--- Text ---

Sort of a homely car. 
The hood has some funky lines in it that lend nothing to the design.
The antenna is positioned awkwardly. My bet is many are vandalized.
The roof lines don't look quite right with the top up.
The wheels equipped in the picture are plain.
The lines aren't really athletic nor elegant/pretty, they are just sort of there. 
The dashboard looks standard American plastic. While all makers use plastic dashes, there has always been a cheap look and feel to the American ones. 
The air vents in specific look very cheap. 
The dash shape sort of looks like ET winking at you. (open eye where gages are, the wink where the funky line is above the glove box is ) Check it out.
Overall it will probably be another rental fleet car. Will likely sell to the older segment of the baby boomer's on its traditional/conservative looks. 
It lacks the elegance of the VW and Volvo. But appears to have stolen VW's lights and Volvos top.


----------



## archiea (Nov 29, 2006)

*Re: Eos Vs. 2008 Chrysler Sebring Retractible Hard Top (Instynct)*

I pretty much agree... and comparing american cars to euro interiors... espcially audi, is a losing proposition. However, for what it is...a yankee fleet convertable, I think they did well. The interior has more of minimalist look compared to the cluttered look of amercian cars. However, it lacks the balance and finesse of eurodashes, espceially german.


----------



## PanEuropean (Nov 3, 2001)

*Re: Eos Vs. 2008 Chrysler Sebring Retractible Hard Top (archiea)*

Hi Arthur:
Welcome to the Eos forum, it's great to have you here. 
Michael


----------



## archiea (Nov 29, 2006)

--- Short task ---
Please quote the stretch of the car forum thread from "I pretty much" through "eurodashes, espceially german." word for word.

--- Excerpted records ---
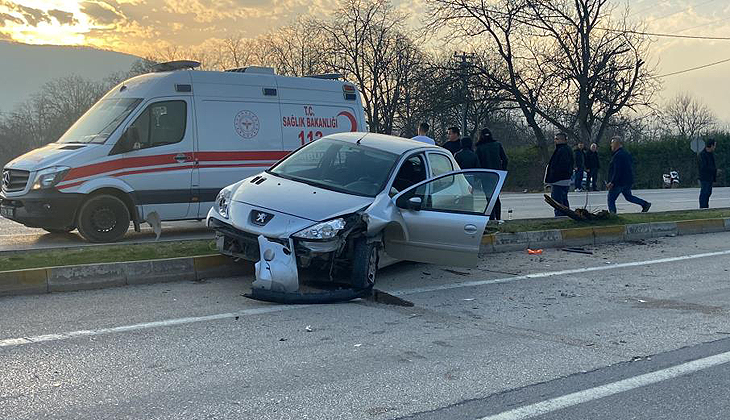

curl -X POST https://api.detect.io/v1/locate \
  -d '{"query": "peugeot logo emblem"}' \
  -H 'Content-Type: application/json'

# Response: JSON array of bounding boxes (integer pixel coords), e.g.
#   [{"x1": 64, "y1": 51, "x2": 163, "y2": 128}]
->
[
  {"x1": 249, "y1": 210, "x2": 274, "y2": 226},
  {"x1": 3, "y1": 171, "x2": 10, "y2": 189}
]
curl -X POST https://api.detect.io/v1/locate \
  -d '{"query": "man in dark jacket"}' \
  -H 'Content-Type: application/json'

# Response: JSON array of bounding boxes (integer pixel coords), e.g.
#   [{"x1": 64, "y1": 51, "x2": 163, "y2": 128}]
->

--- Output for this task ---
I pretty much agree... and comparing american cars to euro interiors... espcially audi, is a losing proposition. However, for what it is...a yankee fleet convertable, I think they did well. The interior has more of minimalist look compared to the cluttered look of amercian cars. However, it lacks the balance and finesse of eurodashes, espceially german.